TASK DESCRIPTION >> Reproduce every line of the records below, substituting "comma" for each occurrence of "tab character" and leaving all other text unchanged.

PROVIDED DATA >>
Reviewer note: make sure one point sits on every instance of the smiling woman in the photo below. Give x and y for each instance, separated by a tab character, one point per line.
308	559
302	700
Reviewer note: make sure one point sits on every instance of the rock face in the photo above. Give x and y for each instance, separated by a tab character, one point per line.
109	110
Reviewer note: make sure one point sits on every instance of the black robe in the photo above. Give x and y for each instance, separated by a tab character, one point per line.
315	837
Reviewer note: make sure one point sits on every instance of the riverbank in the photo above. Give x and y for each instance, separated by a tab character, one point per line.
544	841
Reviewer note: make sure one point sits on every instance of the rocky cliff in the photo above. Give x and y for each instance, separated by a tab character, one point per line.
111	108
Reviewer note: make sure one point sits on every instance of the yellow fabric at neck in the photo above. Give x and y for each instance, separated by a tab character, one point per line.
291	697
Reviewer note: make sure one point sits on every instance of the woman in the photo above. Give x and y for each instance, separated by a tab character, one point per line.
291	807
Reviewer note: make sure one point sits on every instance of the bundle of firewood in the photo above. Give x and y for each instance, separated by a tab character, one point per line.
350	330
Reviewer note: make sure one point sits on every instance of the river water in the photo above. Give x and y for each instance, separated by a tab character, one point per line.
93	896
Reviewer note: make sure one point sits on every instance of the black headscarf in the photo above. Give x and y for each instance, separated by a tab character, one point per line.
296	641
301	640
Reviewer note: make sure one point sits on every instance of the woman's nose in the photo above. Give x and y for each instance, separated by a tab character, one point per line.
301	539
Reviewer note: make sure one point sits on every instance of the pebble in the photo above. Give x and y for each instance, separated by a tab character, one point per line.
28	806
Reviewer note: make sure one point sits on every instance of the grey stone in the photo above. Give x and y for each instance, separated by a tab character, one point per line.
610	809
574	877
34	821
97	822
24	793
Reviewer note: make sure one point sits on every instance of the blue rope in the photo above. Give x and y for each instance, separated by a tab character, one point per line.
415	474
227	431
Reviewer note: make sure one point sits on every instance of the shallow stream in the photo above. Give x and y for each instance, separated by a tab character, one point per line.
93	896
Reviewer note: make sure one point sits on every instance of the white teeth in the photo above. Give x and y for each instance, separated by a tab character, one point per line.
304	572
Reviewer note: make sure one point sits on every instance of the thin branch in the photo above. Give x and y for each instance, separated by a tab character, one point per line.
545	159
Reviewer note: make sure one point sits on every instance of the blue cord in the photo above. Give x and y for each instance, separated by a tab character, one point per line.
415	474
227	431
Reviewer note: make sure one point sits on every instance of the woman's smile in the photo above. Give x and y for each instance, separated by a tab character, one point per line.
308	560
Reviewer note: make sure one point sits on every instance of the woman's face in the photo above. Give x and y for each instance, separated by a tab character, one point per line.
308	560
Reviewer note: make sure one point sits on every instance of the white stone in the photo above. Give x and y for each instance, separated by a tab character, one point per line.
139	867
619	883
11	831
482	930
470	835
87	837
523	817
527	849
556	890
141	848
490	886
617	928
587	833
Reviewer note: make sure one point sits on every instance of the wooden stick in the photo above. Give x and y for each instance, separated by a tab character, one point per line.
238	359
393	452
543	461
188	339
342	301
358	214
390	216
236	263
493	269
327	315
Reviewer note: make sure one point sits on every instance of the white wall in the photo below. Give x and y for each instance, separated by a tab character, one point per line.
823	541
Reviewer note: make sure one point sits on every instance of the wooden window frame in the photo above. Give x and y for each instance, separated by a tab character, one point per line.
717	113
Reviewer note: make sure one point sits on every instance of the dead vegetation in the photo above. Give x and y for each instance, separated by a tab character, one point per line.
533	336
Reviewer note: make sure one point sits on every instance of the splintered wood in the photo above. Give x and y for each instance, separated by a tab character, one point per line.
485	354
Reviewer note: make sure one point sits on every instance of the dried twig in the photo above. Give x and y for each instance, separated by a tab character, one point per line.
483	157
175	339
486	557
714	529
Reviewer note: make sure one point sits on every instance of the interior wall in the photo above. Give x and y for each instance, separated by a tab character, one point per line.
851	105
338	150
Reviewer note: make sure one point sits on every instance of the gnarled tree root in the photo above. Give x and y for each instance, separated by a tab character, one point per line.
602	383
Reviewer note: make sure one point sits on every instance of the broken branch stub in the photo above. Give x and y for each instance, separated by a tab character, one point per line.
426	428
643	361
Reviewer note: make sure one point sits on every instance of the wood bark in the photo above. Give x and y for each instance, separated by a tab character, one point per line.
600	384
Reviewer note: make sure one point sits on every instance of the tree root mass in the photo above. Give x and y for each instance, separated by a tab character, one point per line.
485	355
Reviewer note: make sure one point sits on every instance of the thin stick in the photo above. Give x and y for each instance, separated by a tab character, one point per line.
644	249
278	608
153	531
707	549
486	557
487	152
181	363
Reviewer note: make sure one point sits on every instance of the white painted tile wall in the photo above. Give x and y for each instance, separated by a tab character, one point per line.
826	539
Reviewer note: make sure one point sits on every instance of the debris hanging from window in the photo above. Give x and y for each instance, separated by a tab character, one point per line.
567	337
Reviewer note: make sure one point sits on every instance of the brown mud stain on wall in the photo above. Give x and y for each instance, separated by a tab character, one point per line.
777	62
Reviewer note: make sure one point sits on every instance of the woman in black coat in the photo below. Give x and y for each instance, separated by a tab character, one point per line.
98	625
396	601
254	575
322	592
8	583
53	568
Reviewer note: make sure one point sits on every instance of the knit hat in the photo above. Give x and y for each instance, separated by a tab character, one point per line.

RESULT OF THE EXERCISE >>
Reviewer note: make sure one point sits on every instance of the smiling woman in the photo below. Give x and y for each instance, separated by a comma, one point per line.
308	559
302	700
Reviewer note: make sure one point sits on every instance of the rock face in the photo above. Give x and y for each instance, separated by a comma, one point per line.
109	110
Reviewer note: make sure one point sits on every instance of the black robe in the photo above. Give x and y for each instance, separated by a comma, one point per line.
315	837
Reviewer note: make sure one point sits on every instance of the riverbank in the photo above. Give x and y for each instance, separated by a comma, one point per line.
544	841
Reviewer note: make sure one point sits on every instance of the rocky cliff in the photo above. Give x and y for each instance, separated by a comma, one point per line.
111	108
Reviewer note: make sure one point sits on every instance of the yellow fabric at neck in the photo above. Give x and y for each instance, separated by a comma, one point per line.
291	697
Reviewer note: make sure one point sits on every instance of the woman in the photo above. Give x and y for each instance, separated by a comma, one point per line.
291	807
Reviewer note: make sure one point sits on every instance of the bundle of firewood in the photo above. Give x and y for each instance, separated by a comma, one point per line.
350	330
Reviewer note: make sure one point sits on every instance of the river water in the photo above. Give x and y for each instance, separated by a comma, one point per line.
93	896
Reviewer note: make sure one point sits on every instance of the black headscarf in the photo above. Give x and y for each instance, separated by a comma, one point per line.
296	641
301	640
Reviewer note: make sure one point sits on every instance of the woman's nose in the photo above. Give x and y for each instance, separated by a comma, one point per line.
301	539
Reviewer note: make sure one point sits on every instance of the pebble in the photo above. Give x and y for each instance, separated by a comma, one point per line.
28	806
Reviewer note: make sure one point sits on every instance of the grey stone in the photo above. Give x and y for each instance, separated by a comma, one point per line.
610	809
574	877
34	821
97	822
24	793
Reviewer note: make sure one point sits on every instance of the blue rope in the photo above. Give x and y for each instance, separated by a comma, one point per line.
415	474
227	431
Reviewer note: make sure one point sits on every instance of the shallow stream in the photo above. Give x and y for each instance, separated by a comma, one point per line.
93	896
Reviewer note: make sure one point sits on every instance of the white teeth in the photo above. Give x and y for each instance, separated by a comma, one point per line.
304	572
Reviewer note: make sure one point sits on every instance of the thin branch in the photo above. Give x and y for each instance, separated by a comma, one point per line.
545	159
Reviewer note: make sure one point sits on every instance of the blue cord in the photo above. Give x and y for each instance, separated by a comma, one point per line.
415	474
227	431
Reviewer note: make sure one point sits on every instance of the woman's smile in the photo above. Give x and y for each instance, separated by a comma, one point per line.
308	560
Reviewer note: make sure one point sits on every instance of the woman's face in the photo above. Give x and y for each instance, separated by a comma, one point per line.
308	560
Reviewer note: make sure one point sits on every instance of the white stone in the photo above. Give x and y for each instance, separated by a comma, one point per line.
139	867
619	883
11	831
482	930
470	835
87	837
523	817
527	849
556	890
141	848
490	886
617	928
587	833
Reviewer note: make sure one point sits on every instance of the wooden stick in the photo above. Give x and y for each instance, separated by a comma, one point per line.
238	359
393	452
543	461
188	339
342	301
358	214
390	216
236	263
493	269
327	315
Reviewer note: make sure one point sits on every instance of the white wall in the photo below. Give x and y for each instance, separated by a comma, one point per line.
823	541
Reviewer note: make sure one point sits on every instance of the wooden window frame in the photo above. Give x and y for each instance, separated by a comma, one point per line.
717	113
Reviewer note: make sure one point sits on every instance of the dead vegetation in the photo above. Give x and y for each instance, separated by a comma, one point per line.
533	336
Reviewer note: make sure one point sits on every instance of the splintered wood in the photo above. Give x and y for each instance, separated by a comma, one point per line.
485	354
Reviewer note: make sure one point sits on every instance of the dried twig in the photo above. Give x and y for each instance, separated by a comma, one point per line.
483	157
175	339
486	557
714	529
Reviewer note: make sure one point sits on every instance of the interior wall in the photo above. Give x and y for each instance, separated by a comma, one point per line.
851	105
338	150
Reviewer note: make sure one point sits on every instance of the gnarled tree root in the photo above. Give x and y for each instance, separated by a comma, one point per line.
602	383
Reviewer note: make sure one point sits on every instance of the broken branch stub in the photo above. Give x and y for each instance, separated by a comma, one point per line.
426	428
643	361
Reviewer note: make sure one point sits on every instance of the wood bark in the photo above. Give x and y for each instance, separated by a comma, one point per line.
600	384
Reviewer note: make sure one point sits on every instance of the tree root mass in the photo above. Give x and y for each instance, separated by a comma, one point per line.
485	355
Reviewer note: make sure one point sits on every instance of the thin stick in the photo above. Give x and y for each instance, separated by a comma, one point per line.
644	249
278	608
153	531
707	549
486	557
487	152
181	363
Reviewer note: make sure one point sits on every instance of the white painted tile wall in the photo above. Give x and y for each instance, separated by a comma, one point per line.
826	539
Reviewer note: make sure one point sits on every instance of the debris hanging from window in the photo above. Give x and y for each instance, separated by a comma, one point per line.
567	337
Reviewer note: make sure one point sits on every instance of the brown mud stain on wall in the photo above. Give x and y for each instance, separated by a comma, one point per line.
777	62
Reviewer note: make sure one point sits on every instance of the woman in black coat in the photo below. Give x and y for each instance, separated by a comma, one point per line.
98	625
396	601
254	575
322	592
8	583
53	568
Reviewer note: make sure one point sits on every instance of the knit hat in the photo above. Give x and y for each instance, separated by a comma, one point per line.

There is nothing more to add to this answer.